■ VORLIEGENDER TEXT:
※
Doch nicht Ministerin
Wie Katrin Göring-eckardt ganz knapp den Einzug ins Bundeskabinett verpasste
Erfurt/berlin. Lange schien sie für die neue Bundesregierung gesetzt. Doch am späten Donnerstagabend, nach einem letzten, äußerst hart geführten parteiinternen Kampf, stand überraschend fest: Katrin Göring-eckardt wird nicht Ministerin. Stattdessen soll sie offenbar mit einem Repräsentativposten vorliebnehmen, den sie schon gut kennt: Vizepräsidentin des Bundestags.
Damit bleibt der Frau, die 1966 in Friedrichroda geboren wurde, der letzte Karriereschritt verwehrt. Gleichwohl ist es beachtlich, wie lange sie sich mit taktischem Geschick, Netzwerkarbeit und inhaltlicher Flexibilität an der Spitze hielt – und auch im neuen alten Amt irgendwie weiter halten dürfte.
Nach dem abgebrochenen Theologiestudium war Göring-eckardt über die Bürgerbewegung in den frühen 1990er-jahren zu den Grünen gekommen. Nach Jahren der Funktionärstätigkeit in der Landespartei und der Mitarbeit für Landtagsund Bundestagsfraktion zog sie 1998 ins nationale Parlament ein, um dort schnell steil aufzusteigen.
Schon 2002 war sie Chefin der Regierungsfraktion. Als sie 2005, mit dem Ende von Rot-grün, von Ex-ministerin Renate Künast von der Fraktionsspitze verdrängt wurde, blieb ihr das Amt der Bundestagsvizepräsidentin, das sie zwei Wahlperioden lang ausfüllte. Nebenher trieb sie ihre Zweitkarriere in der Evangelischen Kirche Deutschlands voran und wurde schließlich Präses der Synode.
※
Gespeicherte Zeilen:
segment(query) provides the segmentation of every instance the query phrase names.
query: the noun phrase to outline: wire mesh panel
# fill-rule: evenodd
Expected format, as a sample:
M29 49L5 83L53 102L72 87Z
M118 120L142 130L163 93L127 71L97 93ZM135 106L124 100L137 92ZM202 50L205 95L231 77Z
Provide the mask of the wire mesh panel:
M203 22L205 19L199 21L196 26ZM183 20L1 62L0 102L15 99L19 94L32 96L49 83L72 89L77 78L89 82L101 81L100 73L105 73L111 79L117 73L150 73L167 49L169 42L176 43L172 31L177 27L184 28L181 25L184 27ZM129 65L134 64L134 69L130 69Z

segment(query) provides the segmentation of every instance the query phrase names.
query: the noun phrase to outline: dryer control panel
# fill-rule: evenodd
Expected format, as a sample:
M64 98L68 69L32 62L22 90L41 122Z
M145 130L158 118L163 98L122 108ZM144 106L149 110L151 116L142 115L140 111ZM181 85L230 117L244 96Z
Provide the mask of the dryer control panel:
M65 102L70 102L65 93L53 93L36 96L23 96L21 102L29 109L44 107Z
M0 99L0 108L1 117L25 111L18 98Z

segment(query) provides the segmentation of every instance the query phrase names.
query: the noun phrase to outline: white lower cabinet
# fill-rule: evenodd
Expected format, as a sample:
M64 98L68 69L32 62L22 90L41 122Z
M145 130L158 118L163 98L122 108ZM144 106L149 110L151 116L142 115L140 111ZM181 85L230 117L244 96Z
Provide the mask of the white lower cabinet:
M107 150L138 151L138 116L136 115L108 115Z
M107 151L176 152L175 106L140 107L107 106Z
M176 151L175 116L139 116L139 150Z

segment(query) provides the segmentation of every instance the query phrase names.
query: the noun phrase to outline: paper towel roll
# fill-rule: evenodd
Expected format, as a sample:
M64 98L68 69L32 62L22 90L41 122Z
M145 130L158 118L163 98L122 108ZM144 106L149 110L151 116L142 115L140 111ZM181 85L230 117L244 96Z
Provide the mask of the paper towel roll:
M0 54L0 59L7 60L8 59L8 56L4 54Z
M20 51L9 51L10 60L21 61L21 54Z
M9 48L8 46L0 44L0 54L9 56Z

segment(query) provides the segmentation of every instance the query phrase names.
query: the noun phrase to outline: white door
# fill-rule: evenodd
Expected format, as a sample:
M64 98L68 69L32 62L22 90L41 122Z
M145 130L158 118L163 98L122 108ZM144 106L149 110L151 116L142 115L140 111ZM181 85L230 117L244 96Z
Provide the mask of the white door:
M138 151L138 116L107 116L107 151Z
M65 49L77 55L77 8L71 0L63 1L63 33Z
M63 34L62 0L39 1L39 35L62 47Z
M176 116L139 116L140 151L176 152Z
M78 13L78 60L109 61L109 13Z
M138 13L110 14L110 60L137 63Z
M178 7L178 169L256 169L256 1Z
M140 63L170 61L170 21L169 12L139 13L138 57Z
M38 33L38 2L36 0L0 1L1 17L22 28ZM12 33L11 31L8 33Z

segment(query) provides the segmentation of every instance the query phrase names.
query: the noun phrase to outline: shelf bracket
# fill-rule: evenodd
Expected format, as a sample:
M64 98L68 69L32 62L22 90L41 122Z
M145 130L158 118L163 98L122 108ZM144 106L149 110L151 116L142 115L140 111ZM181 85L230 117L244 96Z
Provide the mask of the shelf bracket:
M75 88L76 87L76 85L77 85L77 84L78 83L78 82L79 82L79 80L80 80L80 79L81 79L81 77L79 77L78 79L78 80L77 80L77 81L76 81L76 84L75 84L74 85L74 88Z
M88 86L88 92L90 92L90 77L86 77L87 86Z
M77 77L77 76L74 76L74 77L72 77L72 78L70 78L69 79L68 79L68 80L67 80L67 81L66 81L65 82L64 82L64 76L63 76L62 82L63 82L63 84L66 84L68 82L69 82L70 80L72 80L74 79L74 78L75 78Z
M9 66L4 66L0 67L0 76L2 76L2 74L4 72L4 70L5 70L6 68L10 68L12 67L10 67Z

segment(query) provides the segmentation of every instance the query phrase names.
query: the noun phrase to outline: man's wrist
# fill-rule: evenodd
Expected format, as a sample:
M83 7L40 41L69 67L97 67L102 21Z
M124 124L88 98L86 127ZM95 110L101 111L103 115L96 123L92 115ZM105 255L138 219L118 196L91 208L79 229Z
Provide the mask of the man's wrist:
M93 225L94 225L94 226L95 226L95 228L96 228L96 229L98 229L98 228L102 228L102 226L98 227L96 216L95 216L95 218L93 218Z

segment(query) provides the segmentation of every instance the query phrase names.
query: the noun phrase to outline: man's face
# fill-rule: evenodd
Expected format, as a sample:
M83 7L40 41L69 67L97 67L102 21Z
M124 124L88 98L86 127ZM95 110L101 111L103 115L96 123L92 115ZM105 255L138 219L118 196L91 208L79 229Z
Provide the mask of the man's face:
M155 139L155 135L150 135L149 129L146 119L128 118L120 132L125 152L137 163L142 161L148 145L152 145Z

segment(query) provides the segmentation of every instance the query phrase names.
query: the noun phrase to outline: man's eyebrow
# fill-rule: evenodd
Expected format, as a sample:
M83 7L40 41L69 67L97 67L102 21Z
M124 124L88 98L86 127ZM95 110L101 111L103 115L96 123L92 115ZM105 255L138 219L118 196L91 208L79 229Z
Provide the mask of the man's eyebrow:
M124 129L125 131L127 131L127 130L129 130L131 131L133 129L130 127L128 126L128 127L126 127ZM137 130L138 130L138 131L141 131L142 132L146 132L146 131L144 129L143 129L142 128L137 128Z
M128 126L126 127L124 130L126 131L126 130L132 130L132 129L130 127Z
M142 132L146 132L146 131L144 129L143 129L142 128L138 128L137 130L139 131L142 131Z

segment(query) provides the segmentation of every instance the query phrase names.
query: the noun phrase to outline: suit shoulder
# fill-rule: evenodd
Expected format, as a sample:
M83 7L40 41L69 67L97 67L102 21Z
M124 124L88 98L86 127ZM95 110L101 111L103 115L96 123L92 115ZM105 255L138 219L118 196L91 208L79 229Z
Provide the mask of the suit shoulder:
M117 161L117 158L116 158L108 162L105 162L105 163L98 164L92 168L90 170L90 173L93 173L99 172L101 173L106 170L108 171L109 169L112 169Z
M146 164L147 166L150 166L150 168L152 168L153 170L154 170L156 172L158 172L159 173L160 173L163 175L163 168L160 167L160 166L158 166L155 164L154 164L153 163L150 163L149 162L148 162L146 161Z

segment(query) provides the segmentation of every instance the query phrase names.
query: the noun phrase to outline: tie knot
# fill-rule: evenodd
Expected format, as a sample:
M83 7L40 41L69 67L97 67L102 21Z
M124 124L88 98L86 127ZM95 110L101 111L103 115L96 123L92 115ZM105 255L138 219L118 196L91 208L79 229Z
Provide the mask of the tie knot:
※
■ DURCHZUFÜHRENDE AUFGABE:
Schreiben Sie den Artikel über Katrin Göring-Eckardt im Anschluss an seinen letzten Satz weiter.

■ ERGEBNIS DER ÜBUNG:
2012 griff sie in der Partei wieder an. Entgegen allen Vorhersagen gewann sie den Kampf um die weibliche Spitzenkandidatur gegen Künast und Claudia Roth. Zwar ging die Bundestagswahl 2013 für die Grünen verloren, aber Göringeckardt schaffte es, sich als Fraktionschefin
durchzusetzen. Zur Wahl 2017 war sie dann sogar als Spitzenkandidatin unangefochten. Obwohl das Resultat wieder mäßig ausfiel und die Jamaika-verhandlungen scheiterten, konnte sie sich im Gegensatz zu ihrem Co-spitzenkandidaten Cem Özdemir auf ihrem Posten behaupten.
Danach ordnete sie sich unter den neuen Parteichefs Robert Habeck und Annalena Baerbock ein, äußerte sich immer häufiger zu Familienthemen, um dann in den Koalitionsverhandlungen die Führung der entsprechenden Arbeitsgruppe zu übernehmen.
Auch wenn ihr zuletzt der Stockfehler unterlief, zu früh eine Einigung beim Thema Impfpflicht zu vermelden: Ihre Ausgangsposition war strategisch perfekt gewählt, sie stand bei allen Wichtigen in der Berliner Blase auf der Kabinettsliste.
Dann begann die finale Personalschlacht, die bei den Grünen besonders viele starre Quoten kennt: Geschlecht, Lager, Ost-west, unter anderem. Und auf einmal sah es für Göring-eckardt nicht mehr so gut aus.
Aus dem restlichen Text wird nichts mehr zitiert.